> Given text
•••

The confidence intervals in this study were exponentiated, whereas McCrory et al.¹⁷ and Huang et al.¹⁸ used a ±35 % confidence interval. Application of the latter to the CCHS data would shift the confidence interval toward more under-reporters and fewer over-reporters, although 92% of respondents would still be classified in the same category as in the present study. The difference is in the level of correction of the energy intake to energy expenditure ratio (EI:EE). Instead of increasing the average EI:EE ratio for plausible respondents to 0.98, as is the case when using the log scale, a symmetrical confidence interval yields an average EI:EE ratio of 0.94.

Huang et al.¹⁸ used virtually the same method as that employed in the present study to identify plausible respondents in the 1994-1996 Continuing Survey of Food Intakes by Individuals (CSFII). They identified plausible respondents through an optimal confidence interval of ± 30.8% corresponding to 1.4 times the standard deviation (SD). McCrory et al.¹⁷ used somewhat different predictive equations, but their confidence interval of ±1 SD corresponded to ± 30%. In both cases, their confidence interval is similar to the one obtained in this analysis. The difference stems from the fact that the CSFII has a smaller CV for the energy intakes, compared with the Canadian population.

•••

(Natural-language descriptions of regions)
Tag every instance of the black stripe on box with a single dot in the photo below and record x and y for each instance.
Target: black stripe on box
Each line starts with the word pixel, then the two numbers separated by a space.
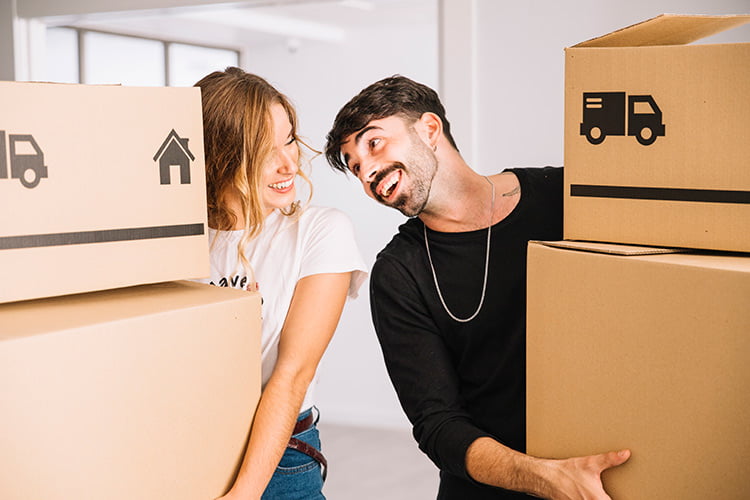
pixel 103 236
pixel 666 194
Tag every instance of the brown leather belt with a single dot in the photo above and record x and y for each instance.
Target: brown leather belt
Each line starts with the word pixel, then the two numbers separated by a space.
pixel 301 446
pixel 304 424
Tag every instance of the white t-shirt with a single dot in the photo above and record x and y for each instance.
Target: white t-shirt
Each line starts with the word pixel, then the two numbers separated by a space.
pixel 320 241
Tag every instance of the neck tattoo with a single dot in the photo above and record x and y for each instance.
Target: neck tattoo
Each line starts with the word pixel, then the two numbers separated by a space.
pixel 486 264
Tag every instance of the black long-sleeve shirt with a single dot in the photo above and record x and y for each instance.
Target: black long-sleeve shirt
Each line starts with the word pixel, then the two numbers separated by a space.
pixel 461 381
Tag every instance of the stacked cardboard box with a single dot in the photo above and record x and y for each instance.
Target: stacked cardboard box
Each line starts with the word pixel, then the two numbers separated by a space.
pixel 116 380
pixel 646 348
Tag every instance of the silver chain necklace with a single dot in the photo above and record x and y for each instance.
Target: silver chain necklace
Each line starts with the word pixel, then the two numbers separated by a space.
pixel 486 264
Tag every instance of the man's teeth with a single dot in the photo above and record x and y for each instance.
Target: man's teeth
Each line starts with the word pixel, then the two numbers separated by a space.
pixel 282 185
pixel 389 187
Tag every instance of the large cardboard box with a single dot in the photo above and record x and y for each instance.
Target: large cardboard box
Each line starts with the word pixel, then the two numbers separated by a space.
pixel 100 187
pixel 647 352
pixel 657 136
pixel 146 392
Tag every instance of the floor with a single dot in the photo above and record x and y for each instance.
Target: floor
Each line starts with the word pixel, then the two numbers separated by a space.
pixel 369 464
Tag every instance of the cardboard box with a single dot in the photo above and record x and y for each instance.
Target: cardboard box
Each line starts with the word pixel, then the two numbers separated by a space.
pixel 100 187
pixel 145 392
pixel 647 352
pixel 657 136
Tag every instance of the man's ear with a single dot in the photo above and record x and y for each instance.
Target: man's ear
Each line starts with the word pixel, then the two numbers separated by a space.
pixel 431 128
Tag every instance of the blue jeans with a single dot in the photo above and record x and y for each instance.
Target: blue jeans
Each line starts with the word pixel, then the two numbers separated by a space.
pixel 298 476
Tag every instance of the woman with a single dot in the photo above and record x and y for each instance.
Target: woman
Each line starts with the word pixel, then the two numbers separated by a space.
pixel 304 261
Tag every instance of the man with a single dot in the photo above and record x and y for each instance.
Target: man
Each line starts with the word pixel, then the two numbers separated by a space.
pixel 448 293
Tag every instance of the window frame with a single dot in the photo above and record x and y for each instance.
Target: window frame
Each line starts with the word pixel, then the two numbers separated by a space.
pixel 80 46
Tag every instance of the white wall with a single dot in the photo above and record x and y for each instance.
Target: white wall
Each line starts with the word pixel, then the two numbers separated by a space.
pixel 519 67
pixel 320 78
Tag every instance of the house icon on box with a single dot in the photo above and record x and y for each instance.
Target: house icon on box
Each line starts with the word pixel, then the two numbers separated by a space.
pixel 174 151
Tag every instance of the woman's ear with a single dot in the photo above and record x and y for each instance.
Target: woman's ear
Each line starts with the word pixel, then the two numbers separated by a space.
pixel 431 128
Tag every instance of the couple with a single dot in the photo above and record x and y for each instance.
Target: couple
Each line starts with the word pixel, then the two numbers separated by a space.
pixel 447 293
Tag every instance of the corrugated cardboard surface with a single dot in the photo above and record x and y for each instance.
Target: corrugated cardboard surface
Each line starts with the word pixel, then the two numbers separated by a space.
pixel 642 352
pixel 145 392
pixel 101 217
pixel 691 186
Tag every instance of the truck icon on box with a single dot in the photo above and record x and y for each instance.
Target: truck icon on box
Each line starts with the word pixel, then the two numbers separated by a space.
pixel 26 159
pixel 604 114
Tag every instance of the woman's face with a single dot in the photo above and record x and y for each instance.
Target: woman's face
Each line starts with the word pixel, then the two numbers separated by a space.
pixel 277 179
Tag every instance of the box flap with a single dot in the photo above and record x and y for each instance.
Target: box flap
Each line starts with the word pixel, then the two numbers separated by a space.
pixel 608 248
pixel 668 29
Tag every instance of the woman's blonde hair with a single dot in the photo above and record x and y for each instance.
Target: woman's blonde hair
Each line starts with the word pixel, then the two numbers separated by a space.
pixel 238 142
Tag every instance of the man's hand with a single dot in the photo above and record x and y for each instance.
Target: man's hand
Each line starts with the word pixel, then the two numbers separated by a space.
pixel 579 478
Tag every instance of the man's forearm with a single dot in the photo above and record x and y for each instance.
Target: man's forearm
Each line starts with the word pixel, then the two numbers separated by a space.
pixel 490 462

•••

> Exercise details
Copy the text on energy intake reporting from "The confidence intervals" up to and including "ratio of 0.94.", replacing "respondents" with "participants" throughout.

> Output
The confidence intervals in this study were exponentiated, whereas McCrory et al.¹⁷ and Huang et al.¹⁸ used a ±35 % confidence interval. Application of the latter to the CCHS data would shift the confidence interval toward more under-reporters and fewer over-reporters, although 92% of participants would still be classified in the same category as in the present study. The difference is in the level of correction of the energy intake to energy expenditure ratio (EI:EE). Instead of increasing the average EI:EE ratio for plausible participants to 0.98, as is the case when using the log scale, a symmetrical confidence interval yields an average EI:EE ratio of 0.94.